- _SELECTED EXCERPT_

Last week I looked at the Chris Moyles sideways loss relief case. Another victory for HMRC.

Sideways loss relief has been progressively challenged by legislation as well as through the courts and tribunals.

Perhaps the most important provision is that there is no sideways loss relief for tax-generated losses. This applies to losses arising as a result of, or in connection with, “relevant tax avoidance arrangements”.

Restrictions also apply to sideways loss relief for the first tax year of trade and the three following years where a partner (including an LLP member) is “non-active” – broadly, someone who spends less than 10 hours personally engaged in the trade activities.

These activities must be pursued (a) on a commercial basis and (b) with a view to the realisation of profits as a result of those activities. Clearly then, the activities of the partners must constitute more than window-dressing to sidestep the rules.

The total sideways loss relief that a non-active partner could access is restricted to:

  • The partner’s capital contribution to the partnership at the end of that tax year less
  • The total sideways loss relief previously given to the partner in respect of the same trade.

In addition, for any tax year, a £25,000 overall annual limit for sideways loss relief applies for limited partners, non-active general partners and non-active LLP members.  

Initially, these rules were introduced for non-active partners in partnerships. An extension for non-active sole traders came the next year.

As if all that was not enough, Schedule 3 of the Finance Act 2013 has introduced a limit to certain income tax reliefs available to reduce an individual’s adjusted total income for a tax year. The limit is set at the greater of £50,000 and 25 per cent of the adjusted total income for a tax year. 

The legislation took effect from the tax year 2013/14 and applies to the following:

  • Trade loss relief: available against general income for losses made by an individual carrying on a trade, profession or vocation
  • Early trade loss relief: available in the first four years of the trade, profession or vocation 
  • Post-cessation trade relief
  • Property loss relief against general income, including post-cessation property relief 
  • Employment loss relief for former employees’ deductions for liabilities 
  • Qualifying loan interest
  • Share loss relief of certain qualifying shares 
  • Losses on deeply discounted securities.

- _DATASET CONTENT_
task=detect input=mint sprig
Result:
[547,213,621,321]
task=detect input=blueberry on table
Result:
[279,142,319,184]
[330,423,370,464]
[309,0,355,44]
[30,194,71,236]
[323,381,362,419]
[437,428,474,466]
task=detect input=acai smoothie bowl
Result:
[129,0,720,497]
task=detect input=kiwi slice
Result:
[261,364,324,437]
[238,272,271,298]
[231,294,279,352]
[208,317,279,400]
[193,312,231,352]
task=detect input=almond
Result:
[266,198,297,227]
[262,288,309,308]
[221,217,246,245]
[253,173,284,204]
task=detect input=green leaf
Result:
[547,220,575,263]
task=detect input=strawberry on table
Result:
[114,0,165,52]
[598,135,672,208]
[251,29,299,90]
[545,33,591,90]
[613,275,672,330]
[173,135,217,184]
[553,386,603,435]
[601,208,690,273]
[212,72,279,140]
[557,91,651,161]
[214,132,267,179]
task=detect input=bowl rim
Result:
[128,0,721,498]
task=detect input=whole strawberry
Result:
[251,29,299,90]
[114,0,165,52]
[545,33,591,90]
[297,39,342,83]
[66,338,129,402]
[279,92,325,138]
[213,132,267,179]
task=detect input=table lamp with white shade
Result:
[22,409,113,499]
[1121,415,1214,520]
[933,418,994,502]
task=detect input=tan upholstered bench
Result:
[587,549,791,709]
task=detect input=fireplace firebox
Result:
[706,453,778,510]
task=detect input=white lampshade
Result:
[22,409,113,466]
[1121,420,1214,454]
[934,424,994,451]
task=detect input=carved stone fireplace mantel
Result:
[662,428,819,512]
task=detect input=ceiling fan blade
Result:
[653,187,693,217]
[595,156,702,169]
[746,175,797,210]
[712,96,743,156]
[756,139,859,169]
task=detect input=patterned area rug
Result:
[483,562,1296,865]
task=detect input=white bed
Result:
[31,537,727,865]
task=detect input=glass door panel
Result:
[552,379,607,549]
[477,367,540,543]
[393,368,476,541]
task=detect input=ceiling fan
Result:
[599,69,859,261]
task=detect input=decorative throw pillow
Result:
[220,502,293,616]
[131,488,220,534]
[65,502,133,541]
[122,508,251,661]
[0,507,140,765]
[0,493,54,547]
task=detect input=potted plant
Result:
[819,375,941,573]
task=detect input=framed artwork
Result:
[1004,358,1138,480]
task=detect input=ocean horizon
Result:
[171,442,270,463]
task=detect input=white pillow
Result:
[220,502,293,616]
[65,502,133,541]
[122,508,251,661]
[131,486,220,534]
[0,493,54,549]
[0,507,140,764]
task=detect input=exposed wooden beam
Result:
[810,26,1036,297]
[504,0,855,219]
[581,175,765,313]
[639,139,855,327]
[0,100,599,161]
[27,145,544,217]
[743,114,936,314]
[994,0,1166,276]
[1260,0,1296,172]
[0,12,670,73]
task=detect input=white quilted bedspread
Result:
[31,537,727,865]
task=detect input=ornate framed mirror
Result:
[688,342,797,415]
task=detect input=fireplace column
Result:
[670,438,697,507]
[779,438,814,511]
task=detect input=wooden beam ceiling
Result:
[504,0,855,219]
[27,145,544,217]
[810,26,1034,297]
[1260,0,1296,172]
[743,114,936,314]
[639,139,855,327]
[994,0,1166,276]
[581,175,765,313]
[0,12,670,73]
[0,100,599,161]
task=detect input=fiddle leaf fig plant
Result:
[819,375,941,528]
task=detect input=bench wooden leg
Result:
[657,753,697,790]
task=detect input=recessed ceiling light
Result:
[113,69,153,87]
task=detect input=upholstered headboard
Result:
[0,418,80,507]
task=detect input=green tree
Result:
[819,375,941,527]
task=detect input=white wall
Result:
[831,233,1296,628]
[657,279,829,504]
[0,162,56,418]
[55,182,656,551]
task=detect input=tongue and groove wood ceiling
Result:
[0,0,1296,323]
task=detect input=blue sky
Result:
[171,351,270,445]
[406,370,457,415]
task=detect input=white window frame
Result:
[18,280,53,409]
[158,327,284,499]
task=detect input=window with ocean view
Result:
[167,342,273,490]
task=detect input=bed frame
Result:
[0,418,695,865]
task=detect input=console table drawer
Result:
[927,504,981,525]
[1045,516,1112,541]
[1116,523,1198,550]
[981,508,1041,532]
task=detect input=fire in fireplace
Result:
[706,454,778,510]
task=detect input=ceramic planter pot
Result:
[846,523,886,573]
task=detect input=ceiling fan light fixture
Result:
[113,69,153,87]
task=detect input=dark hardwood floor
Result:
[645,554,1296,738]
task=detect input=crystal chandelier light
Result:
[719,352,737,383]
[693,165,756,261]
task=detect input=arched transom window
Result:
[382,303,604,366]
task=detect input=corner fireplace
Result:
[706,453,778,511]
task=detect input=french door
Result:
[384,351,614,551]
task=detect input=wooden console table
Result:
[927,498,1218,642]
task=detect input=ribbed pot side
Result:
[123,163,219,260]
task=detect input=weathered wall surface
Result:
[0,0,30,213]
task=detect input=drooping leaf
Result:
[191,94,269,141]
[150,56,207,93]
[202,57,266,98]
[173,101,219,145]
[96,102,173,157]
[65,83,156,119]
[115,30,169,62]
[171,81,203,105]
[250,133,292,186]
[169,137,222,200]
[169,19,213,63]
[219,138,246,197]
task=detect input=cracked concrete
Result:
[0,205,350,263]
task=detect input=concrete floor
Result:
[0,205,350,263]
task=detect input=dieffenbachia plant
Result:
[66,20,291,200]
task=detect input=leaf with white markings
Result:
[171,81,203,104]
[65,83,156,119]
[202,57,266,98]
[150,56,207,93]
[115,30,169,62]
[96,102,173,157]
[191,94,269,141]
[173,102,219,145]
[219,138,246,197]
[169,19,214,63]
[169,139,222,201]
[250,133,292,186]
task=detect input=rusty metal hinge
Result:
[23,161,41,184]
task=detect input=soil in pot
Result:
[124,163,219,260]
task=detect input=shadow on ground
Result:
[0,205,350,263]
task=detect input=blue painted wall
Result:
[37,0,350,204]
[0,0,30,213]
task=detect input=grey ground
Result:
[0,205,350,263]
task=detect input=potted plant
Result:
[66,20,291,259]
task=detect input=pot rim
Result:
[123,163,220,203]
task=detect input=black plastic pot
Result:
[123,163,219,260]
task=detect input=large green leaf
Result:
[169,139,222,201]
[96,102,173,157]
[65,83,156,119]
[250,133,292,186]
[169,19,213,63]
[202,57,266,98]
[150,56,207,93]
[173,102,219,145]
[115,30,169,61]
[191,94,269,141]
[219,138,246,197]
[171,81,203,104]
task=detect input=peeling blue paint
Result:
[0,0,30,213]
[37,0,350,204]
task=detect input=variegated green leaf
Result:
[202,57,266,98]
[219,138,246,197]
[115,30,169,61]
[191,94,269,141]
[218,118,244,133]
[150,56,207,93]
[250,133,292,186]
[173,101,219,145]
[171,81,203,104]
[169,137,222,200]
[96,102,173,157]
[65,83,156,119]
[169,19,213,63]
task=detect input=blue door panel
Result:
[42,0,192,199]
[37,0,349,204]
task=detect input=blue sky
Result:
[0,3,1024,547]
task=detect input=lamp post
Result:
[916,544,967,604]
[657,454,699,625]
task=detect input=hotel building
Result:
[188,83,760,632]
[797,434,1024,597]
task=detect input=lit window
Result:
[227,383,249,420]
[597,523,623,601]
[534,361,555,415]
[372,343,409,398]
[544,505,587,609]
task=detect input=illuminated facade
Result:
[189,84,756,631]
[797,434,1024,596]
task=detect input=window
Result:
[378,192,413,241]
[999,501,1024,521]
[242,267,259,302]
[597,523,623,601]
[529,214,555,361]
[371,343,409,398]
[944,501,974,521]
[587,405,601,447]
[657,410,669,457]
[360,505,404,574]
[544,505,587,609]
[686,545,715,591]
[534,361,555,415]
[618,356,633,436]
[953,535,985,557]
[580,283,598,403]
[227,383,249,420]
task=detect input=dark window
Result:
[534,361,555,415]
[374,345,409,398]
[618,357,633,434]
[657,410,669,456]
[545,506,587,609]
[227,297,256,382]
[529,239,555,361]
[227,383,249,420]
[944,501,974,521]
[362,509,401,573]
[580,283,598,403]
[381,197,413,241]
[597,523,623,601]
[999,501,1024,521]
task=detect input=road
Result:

- _WORK TO COMPLETE_
1. Quote the passage on sideways loss relief word for word, starting with "In addition, for" and going on through "the next year.".
2. In the passage on sideways loss relief, which reliefs does the Finance Act 2013 limit apply to? Name each one.
3. Carry on the passage on sideways loss relief from the point where it stops.

- _RESPONSES PER TASK_
1.
In addition, for any tax year, a £25,000 overall annual limit for sideways loss relief applies for limited partners, non-active general partners and non-active LLP members.  

Initially, these rules were introduced for non-active partners in partnerships. An extension for non-active sole traders came the next year.

2.
- Trade loss relief
- Early trade loss relief
- Post-cessation trade relief
- Property loss relief against general income, including post-cessation property relief
- Employment loss relief for former employees' deductions for liabilities
- Qualifying loan interest
- Share loss relief of certain qualifying shares
- Losses on deeply discounted securities

3.
As evidence of long-standing HMRC unhappiness with continued exploitation following the 2007/08 legislation, the February 2010 issue of Spotlight stated: “HM Revenue & Customs are aware of schemes seeking to exploit sideways loss relief by generating trade losses for individuals. Typically, a large loss is generated, either in partnership or alone, by accounting for the arrangement as a trade and either writing down the value of trading stock or claiming deductions or allowances for purported trading expenditure. 

“Often these schemes are funded in part by borrowing and may include a mechanism that means repayment is guaranteed. The individuals claim the loss as sideways loss relief against their other tax liabilities. HMRC’s view is that these schemes fail to meet the commercial and other fundamental requirements for sideways loss relief so that no relief is available to the participants.

“In addition to not meeting the fundamental requirements for sideways loss relief, HMRC’s view is that individuals participating in these schemes also do not meet the requirement that at least 10 hours a week are spent personally engaged in commercial activities of the trade carried on with a view to earning profits from those activities. 

HMRC’s view is that the activities which these schemes claim are sufficient to meet the test… are not undertaken on a commercial basis with a view to profit with the result that any trade loss would be subject to the sideways loss relief restrictions for non-active traders.

“Whenever arrangements have been entered into to obtain a tax reduction by way of sideways loss relief, HMRC will actively challenge these arrangements and the activities of individual participants and litigate, if necessary. 

HMRC will also withhold repayments of tax resulting from claims to sideways loss relief in appropriate cases.”

HMRC seems to have been true to its word. The simple message to advisers who have schemes put to them promising tax outcomes that appear to defy economic reality is: steer well clear.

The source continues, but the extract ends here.